> What to do: The whole listing below is to be repeated without alteration.

════════════════

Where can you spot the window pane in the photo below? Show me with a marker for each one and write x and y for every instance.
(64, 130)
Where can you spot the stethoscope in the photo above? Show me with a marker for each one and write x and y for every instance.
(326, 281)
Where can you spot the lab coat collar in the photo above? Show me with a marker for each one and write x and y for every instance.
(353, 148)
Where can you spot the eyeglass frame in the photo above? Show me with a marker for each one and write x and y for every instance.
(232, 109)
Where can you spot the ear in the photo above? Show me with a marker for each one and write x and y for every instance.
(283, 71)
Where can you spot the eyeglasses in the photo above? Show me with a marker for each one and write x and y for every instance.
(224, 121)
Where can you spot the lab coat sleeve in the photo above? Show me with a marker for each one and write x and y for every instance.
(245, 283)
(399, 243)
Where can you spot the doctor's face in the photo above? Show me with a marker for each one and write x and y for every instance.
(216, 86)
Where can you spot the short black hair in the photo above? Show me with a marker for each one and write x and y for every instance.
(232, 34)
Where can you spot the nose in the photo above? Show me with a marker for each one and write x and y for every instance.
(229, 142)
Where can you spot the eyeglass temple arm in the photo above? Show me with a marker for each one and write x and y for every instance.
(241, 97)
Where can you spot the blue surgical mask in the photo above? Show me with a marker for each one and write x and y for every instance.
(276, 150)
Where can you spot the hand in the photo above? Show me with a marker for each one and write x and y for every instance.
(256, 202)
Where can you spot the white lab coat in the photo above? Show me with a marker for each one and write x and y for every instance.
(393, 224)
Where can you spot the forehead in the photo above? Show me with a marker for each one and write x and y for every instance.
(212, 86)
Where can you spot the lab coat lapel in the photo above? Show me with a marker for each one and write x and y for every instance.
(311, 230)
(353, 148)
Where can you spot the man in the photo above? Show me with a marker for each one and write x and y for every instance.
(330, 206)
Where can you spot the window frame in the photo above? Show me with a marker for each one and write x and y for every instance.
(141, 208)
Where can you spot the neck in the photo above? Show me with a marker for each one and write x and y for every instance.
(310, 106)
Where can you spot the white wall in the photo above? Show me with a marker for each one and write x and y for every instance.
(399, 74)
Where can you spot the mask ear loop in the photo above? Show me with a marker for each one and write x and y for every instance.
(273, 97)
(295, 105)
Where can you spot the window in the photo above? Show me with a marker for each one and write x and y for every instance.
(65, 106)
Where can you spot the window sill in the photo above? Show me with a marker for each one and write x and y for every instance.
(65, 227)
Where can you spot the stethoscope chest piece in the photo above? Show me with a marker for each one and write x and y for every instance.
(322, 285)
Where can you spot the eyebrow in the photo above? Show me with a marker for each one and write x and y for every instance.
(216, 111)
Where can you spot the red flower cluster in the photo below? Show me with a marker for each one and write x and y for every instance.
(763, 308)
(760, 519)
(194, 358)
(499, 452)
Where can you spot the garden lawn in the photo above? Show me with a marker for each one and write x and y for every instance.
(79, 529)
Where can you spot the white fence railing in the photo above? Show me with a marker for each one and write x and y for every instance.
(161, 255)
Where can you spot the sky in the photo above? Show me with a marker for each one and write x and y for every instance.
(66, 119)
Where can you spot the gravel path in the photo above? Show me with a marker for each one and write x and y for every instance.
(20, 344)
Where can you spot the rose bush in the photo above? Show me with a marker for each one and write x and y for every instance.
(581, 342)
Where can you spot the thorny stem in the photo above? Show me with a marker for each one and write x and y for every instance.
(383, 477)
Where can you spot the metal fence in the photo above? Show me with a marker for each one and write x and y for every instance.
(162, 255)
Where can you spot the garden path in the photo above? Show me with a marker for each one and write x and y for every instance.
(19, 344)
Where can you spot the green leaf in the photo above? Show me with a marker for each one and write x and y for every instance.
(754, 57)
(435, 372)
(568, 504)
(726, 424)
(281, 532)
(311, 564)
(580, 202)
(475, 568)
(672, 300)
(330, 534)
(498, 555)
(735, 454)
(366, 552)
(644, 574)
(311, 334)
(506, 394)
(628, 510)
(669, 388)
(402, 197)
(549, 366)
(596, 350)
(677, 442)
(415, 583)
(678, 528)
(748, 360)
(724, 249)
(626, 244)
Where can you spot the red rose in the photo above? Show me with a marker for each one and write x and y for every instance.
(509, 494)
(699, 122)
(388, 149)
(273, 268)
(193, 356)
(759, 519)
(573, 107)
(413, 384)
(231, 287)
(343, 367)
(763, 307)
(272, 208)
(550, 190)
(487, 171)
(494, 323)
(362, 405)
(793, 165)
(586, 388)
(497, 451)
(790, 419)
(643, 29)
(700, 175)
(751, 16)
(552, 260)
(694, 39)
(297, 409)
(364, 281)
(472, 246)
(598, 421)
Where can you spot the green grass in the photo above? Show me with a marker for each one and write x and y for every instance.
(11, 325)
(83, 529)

════════════════

> Task solution:
Where can you spot the window pane in the photo below? Show me with a marker for each one and write x and y for every instance.
(64, 130)
Where can you spot the stethoscope in the photo above? Show me with a marker for each one and write x and y for every instance.
(326, 281)
Where can you spot the lab coat collar in the photo above? Show me with a marker for each one and write x and y for every instance.
(353, 148)
Where can you spot the eyeglass frame in the photo above? Show me with a marker for each one and write x and y for every instance.
(232, 109)
Where can you spot the ear in the photo above? Show me with a marker for each one and write x and y for every instance.
(283, 71)
Where can you spot the eyeglasses in the photo above? Show me with a marker for each one and write x and y for every instance.
(224, 121)
Where can you spot the lab coat sleeve in the photo above? Show me with a marker for each one and write x and y for every instance.
(245, 283)
(399, 243)
Where can you spot the doctor's face in the photo above? Show me with a marker for each one and write x and y for every instance.
(216, 86)
Where can you spot the short black hair in the photo above? Show me with a marker for each one and write x and y for every instance.
(232, 34)
Where can you spot the nose in the photo above? Show me with a marker for each one and write x and y for every instance.
(229, 142)
Where can you spot the eyeglass temple arm in the photo above? Show me with a marker for each one and write x and y for every instance.
(241, 97)
Where can you spot the blue surgical mask in the photo above? Show me with a marker for each one and write x and y for every instance.
(276, 150)
Where can you spot the hand in the photo above? Show me with a marker for each one and write x and y for every instance.
(256, 202)
Where can you spot the white lab coat in the photo above? Show me with a marker for each one and write x and y for every instance.
(393, 224)
Where can you spot the forehead in the photo above? Show me with a marker for each one and write x and y for every instance.
(212, 86)
Where can you spot the lab coat lapel in the photo above? Show me with a marker for each one and write x and y for every instance.
(311, 230)
(353, 148)
Where can you spot the man in the photo above? Show me with a marker for each one and write x and y for every instance.
(330, 206)
Where can you spot the window frame in the photo above? Show me with a marker for each one and write x and y for every instance.
(141, 208)
Where can you spot the neck in the photo above? Show me with a marker for each one and write x and y for every instance.
(310, 106)
Where can you spot the white wall in the photo above? Show me with a marker for each one and write x and y for every instance.
(399, 74)
Where can you spot the mask ear loop in the photo above? Show me with a marker for each one and write x and y for every instance.
(273, 97)
(295, 105)
Where can you spot the window in the photo above? Show me with a marker for each one and write x and y for every instance.
(65, 106)
Where can you spot the window sill in the photo above? Show me with a marker for each one and write x and y for every instance.
(65, 227)
Where can you spot the stethoscope chest piece in the photo above? Show me with a marker for each one and write x and y for every instance.
(322, 285)
Where can you spot the eyebrow in the photo above? Show me with a marker for each one and write x and y for every instance.
(216, 111)
Where can you spot the red flower cluster in the photo below? Show me with a marker for each one and write x and y for every instance.
(763, 308)
(760, 519)
(194, 358)
(499, 452)
Where can you spot the garden lawn in the photo above? Show me with a marker for each one and write x and y for every instance.
(79, 529)
Where can you spot the white fence railing in the photo above? Show me with a marker for each one and write x and y for every instance.
(161, 255)
Where can you spot the sky in the photo above? Show me with a marker for each one and write x and y for every instance.
(66, 119)
Where can you spot the gravel path in the photo above? Show me with a marker for each one and write x and y for every instance.
(20, 344)
Where can you spot the rose bush in the photo above? Show me with a marker for each one and write x and y for every instance.
(581, 342)
Where can you spot the thorny stem in the photo above? Show me with a marker for each one and write x and y for every instance.
(383, 477)
Where can you spot the metal fence in the photo above? Show me with a marker for each one and write x and y for every instance.
(162, 255)
Where can you spot the garden path in the photo above? Show me with a marker for each one and write x and y for every instance.
(19, 344)
Where can you spot the green leaf in the photo above? Show me with a marker for each one and write x and y for every instance.
(754, 57)
(435, 372)
(568, 504)
(726, 424)
(281, 532)
(311, 564)
(580, 202)
(475, 568)
(672, 300)
(330, 534)
(498, 555)
(735, 454)
(366, 552)
(644, 574)
(311, 334)
(506, 394)
(628, 510)
(669, 388)
(402, 197)
(549, 366)
(596, 350)
(677, 442)
(415, 583)
(678, 528)
(748, 360)
(724, 249)
(626, 244)
Where can you spot the red rose in the photo above? Show me with a marker for each one and write x and y for every instance.
(509, 494)
(699, 122)
(388, 149)
(273, 268)
(193, 356)
(759, 519)
(573, 107)
(413, 384)
(231, 287)
(343, 367)
(763, 307)
(272, 208)
(550, 190)
(487, 171)
(494, 323)
(362, 405)
(793, 165)
(586, 388)
(497, 451)
(790, 419)
(643, 29)
(700, 175)
(751, 16)
(552, 260)
(694, 39)
(297, 409)
(364, 281)
(472, 246)
(598, 421)
Where can you spot the green grass in the photo above? Show me with a marker for each one and write x and y for every instance.
(11, 325)
(83, 529)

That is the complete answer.